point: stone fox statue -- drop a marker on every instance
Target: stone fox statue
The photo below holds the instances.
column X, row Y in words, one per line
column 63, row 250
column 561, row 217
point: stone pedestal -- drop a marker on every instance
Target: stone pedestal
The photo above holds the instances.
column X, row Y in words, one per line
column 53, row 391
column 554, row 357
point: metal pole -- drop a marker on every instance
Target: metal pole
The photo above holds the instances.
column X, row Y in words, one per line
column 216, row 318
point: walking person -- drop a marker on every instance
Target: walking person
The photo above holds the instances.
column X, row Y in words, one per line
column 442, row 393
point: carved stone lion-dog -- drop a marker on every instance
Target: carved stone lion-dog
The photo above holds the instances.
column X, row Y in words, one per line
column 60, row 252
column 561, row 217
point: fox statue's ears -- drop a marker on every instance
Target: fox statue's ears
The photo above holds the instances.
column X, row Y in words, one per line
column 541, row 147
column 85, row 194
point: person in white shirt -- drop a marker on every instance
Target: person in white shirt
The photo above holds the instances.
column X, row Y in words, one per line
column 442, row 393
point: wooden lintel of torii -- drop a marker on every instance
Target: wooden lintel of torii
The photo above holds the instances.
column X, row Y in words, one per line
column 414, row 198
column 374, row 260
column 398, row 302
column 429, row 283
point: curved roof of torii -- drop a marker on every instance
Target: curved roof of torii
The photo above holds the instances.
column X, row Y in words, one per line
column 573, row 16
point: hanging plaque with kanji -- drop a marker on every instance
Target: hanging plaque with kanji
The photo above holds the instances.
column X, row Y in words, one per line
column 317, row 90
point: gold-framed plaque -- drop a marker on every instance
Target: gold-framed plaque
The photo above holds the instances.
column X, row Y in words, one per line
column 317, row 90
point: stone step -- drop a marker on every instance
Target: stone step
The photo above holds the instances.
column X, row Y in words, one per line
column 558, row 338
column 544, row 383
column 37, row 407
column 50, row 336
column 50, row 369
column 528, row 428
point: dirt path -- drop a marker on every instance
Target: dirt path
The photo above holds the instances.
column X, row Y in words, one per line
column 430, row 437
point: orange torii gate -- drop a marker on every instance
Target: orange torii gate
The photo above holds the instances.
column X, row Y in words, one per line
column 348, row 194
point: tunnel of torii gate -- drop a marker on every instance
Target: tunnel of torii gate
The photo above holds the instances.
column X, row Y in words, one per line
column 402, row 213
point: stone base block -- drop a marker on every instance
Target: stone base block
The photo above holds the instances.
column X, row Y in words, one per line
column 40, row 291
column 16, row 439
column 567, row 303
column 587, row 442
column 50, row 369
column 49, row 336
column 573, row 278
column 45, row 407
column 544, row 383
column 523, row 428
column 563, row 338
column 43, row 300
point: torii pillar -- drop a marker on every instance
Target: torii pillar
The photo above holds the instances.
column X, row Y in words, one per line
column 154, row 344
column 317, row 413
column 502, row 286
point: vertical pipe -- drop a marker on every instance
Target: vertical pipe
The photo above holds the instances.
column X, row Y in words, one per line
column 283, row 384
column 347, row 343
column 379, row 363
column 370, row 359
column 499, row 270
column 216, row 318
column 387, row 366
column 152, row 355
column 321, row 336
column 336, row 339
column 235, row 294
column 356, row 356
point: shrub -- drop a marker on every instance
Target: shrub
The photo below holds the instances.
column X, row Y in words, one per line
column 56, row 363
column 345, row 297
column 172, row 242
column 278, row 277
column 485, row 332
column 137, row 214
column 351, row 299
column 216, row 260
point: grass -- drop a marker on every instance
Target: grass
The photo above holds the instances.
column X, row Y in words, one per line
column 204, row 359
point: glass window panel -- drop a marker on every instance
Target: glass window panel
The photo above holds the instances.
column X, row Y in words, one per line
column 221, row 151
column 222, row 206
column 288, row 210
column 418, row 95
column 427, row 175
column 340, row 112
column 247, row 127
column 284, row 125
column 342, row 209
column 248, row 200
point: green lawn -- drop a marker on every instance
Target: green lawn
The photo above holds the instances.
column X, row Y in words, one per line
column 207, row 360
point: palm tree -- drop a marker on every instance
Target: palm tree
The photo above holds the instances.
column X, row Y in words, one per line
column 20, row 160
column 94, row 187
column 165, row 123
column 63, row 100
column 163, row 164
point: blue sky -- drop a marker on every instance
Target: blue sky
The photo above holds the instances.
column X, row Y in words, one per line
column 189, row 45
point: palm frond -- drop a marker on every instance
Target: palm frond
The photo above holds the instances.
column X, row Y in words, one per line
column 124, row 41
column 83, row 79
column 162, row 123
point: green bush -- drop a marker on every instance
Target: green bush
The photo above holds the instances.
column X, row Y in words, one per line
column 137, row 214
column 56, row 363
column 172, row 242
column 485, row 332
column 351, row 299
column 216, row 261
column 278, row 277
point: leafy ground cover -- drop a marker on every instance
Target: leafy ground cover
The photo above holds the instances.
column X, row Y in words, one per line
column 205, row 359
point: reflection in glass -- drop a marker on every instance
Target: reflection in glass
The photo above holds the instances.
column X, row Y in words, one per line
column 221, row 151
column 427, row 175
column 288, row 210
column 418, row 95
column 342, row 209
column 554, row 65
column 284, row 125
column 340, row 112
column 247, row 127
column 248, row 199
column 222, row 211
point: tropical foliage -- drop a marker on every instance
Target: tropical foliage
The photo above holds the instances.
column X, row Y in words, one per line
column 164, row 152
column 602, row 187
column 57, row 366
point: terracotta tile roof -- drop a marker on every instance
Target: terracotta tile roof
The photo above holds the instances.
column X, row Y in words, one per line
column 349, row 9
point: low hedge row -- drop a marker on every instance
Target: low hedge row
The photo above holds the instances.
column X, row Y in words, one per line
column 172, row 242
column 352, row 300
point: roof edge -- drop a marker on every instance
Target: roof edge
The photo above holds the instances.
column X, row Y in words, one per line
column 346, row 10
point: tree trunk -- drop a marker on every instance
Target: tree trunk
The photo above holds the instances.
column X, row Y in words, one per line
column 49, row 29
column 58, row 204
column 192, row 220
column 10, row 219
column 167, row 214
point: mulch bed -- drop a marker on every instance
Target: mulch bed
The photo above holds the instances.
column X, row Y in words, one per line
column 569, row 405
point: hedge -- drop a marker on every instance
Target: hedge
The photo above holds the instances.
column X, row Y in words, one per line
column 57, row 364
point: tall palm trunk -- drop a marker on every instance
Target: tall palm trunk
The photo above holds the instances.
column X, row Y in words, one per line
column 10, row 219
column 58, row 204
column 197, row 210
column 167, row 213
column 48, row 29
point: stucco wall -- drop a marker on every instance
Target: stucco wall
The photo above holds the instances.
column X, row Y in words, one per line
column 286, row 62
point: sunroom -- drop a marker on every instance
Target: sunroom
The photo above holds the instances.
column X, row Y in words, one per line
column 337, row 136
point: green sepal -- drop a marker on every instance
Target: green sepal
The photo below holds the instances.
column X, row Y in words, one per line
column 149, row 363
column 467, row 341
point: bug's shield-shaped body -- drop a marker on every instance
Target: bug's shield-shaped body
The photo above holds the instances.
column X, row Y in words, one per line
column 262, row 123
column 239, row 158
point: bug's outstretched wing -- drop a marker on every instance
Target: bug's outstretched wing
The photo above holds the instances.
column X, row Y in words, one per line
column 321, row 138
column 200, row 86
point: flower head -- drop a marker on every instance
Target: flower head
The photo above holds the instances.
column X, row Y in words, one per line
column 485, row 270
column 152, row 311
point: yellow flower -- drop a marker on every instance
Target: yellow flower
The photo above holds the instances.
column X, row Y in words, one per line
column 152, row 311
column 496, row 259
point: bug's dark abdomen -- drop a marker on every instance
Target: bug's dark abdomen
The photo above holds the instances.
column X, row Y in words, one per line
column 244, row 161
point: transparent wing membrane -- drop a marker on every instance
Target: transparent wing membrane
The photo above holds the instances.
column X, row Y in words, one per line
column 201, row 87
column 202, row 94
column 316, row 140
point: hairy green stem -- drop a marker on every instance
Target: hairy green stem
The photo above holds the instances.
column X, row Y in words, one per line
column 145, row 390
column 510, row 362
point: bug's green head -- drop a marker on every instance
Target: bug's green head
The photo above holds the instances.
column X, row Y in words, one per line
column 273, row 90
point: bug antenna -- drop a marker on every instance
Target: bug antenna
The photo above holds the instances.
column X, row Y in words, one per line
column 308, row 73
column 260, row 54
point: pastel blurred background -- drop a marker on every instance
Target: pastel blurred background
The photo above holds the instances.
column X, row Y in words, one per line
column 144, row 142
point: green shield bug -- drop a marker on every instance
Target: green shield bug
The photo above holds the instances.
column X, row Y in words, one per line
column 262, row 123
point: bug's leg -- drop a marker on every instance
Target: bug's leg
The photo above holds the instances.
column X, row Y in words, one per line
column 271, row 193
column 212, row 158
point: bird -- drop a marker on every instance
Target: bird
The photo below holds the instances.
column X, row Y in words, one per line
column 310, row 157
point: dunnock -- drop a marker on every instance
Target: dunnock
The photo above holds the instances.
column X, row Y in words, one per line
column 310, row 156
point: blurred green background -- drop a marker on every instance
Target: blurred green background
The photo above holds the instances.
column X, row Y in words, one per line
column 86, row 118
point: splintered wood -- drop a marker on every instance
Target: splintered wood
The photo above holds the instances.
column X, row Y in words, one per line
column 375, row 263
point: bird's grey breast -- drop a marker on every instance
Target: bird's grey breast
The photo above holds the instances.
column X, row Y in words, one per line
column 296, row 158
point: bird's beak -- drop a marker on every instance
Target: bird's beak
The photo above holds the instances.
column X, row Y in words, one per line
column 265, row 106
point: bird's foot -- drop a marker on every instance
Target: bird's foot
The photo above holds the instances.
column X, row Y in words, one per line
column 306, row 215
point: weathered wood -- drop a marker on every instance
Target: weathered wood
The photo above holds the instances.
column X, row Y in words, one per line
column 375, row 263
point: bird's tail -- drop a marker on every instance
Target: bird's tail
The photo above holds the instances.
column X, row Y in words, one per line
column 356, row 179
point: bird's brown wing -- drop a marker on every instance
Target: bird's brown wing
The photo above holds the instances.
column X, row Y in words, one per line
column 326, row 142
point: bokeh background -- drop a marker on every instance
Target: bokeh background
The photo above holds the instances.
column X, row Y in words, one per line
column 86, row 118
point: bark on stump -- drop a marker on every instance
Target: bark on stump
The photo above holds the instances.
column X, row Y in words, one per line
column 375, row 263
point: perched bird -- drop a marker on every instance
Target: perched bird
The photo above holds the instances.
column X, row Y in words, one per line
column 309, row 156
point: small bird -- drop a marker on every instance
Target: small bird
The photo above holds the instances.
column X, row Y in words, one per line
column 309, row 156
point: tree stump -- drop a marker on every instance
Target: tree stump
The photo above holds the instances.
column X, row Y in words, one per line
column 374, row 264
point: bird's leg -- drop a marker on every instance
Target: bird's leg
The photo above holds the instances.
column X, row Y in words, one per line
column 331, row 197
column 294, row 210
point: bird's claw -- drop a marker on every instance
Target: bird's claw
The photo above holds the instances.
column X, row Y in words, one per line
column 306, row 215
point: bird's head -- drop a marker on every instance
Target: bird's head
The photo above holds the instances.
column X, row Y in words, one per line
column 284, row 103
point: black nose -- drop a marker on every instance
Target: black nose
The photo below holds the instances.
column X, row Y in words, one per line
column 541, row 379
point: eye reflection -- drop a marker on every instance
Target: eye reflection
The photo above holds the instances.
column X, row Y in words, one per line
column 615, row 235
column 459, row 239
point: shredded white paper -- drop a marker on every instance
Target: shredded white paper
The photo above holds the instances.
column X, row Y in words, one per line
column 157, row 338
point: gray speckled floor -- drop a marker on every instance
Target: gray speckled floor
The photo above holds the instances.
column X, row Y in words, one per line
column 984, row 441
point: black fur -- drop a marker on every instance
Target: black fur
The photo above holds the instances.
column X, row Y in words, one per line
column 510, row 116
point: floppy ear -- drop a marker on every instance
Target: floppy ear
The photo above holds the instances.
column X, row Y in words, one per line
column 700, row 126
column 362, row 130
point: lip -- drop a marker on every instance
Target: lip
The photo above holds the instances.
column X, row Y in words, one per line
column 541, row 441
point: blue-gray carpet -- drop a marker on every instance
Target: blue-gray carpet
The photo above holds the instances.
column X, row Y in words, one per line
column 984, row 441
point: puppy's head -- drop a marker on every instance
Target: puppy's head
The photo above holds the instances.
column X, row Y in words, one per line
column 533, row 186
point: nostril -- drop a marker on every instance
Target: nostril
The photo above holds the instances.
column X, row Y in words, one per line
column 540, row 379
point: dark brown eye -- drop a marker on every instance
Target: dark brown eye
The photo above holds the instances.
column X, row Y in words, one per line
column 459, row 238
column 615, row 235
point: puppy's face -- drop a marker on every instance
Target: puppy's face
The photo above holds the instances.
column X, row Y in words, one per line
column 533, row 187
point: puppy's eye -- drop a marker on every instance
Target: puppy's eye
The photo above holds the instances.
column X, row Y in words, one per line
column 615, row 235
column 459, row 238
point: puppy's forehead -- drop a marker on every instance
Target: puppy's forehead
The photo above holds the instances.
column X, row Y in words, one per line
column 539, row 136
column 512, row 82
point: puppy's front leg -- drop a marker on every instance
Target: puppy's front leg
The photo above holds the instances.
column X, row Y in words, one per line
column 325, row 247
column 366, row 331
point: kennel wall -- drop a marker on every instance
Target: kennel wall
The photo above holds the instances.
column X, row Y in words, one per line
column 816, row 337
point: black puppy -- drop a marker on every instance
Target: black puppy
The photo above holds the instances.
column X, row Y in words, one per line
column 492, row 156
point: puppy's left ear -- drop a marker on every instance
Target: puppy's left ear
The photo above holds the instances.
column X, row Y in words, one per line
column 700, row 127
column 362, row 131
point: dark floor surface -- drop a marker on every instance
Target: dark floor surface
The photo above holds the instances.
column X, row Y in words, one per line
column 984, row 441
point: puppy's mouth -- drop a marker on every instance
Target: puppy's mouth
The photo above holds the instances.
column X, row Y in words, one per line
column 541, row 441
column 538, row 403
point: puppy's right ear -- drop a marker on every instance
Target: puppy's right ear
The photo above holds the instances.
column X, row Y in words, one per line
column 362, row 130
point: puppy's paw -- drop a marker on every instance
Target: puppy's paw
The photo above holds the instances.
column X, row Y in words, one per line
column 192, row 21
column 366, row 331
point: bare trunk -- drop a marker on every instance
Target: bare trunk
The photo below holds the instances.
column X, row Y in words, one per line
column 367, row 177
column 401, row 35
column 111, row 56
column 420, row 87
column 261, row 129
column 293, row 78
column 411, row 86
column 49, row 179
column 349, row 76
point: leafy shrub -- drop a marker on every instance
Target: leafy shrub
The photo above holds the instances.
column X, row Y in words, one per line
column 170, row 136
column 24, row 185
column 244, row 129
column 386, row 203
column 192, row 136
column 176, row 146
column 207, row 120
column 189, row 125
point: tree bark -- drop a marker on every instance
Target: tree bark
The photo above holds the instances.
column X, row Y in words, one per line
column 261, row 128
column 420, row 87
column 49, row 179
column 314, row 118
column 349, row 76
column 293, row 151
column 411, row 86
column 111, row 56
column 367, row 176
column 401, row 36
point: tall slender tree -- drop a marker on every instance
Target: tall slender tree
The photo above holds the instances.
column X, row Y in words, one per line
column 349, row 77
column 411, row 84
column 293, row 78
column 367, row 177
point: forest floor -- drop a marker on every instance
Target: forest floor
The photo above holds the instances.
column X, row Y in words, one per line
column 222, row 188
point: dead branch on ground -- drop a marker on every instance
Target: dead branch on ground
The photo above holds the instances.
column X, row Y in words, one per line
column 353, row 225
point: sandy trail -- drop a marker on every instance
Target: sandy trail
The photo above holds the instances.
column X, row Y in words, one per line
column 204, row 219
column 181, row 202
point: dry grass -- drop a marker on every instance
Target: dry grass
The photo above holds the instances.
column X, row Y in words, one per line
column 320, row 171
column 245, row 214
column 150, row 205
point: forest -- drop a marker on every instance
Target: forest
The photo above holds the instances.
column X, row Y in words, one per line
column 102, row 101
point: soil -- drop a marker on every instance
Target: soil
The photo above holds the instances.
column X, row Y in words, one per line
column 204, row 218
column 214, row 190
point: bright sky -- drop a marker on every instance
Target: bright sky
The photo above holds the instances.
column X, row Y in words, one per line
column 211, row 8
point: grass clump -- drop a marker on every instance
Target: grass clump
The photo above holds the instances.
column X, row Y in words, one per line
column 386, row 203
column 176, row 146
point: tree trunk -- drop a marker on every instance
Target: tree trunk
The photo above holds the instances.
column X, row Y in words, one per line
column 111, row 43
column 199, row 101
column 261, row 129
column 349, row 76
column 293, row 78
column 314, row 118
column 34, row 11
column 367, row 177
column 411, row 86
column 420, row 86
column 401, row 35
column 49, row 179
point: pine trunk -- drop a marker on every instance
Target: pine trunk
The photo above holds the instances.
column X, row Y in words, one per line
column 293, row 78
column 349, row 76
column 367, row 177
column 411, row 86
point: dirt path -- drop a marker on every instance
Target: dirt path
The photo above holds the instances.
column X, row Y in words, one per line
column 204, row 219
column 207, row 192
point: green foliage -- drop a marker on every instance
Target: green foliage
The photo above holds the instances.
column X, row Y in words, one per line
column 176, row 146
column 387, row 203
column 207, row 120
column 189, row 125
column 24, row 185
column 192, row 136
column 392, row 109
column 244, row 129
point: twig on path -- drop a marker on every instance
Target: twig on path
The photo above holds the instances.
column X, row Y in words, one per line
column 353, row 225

### SET PROBLEM
Copy the items again, starting at the line that has "point: palm tree" and ending after the line that has "column 162, row 123", with "blue sky" changed to "clear sky" and nothing else altered.

### THE COMPLETED TASK
point: palm tree -- drop a marker on every instance
Target: palm tree
The photo above holds the instances.
column X, row Y in words, one per line
column 20, row 160
column 94, row 187
column 165, row 123
column 63, row 100
column 163, row 164
point: clear sky -- drop a marker on every instance
Target: clear sky
The photo above holds the instances.
column X, row Y in words, one per line
column 189, row 45
point: palm frond -- drop a marker on every instance
Target: palm frond
The photo above holds the instances.
column X, row Y in words, one per line
column 124, row 41
column 83, row 79
column 162, row 123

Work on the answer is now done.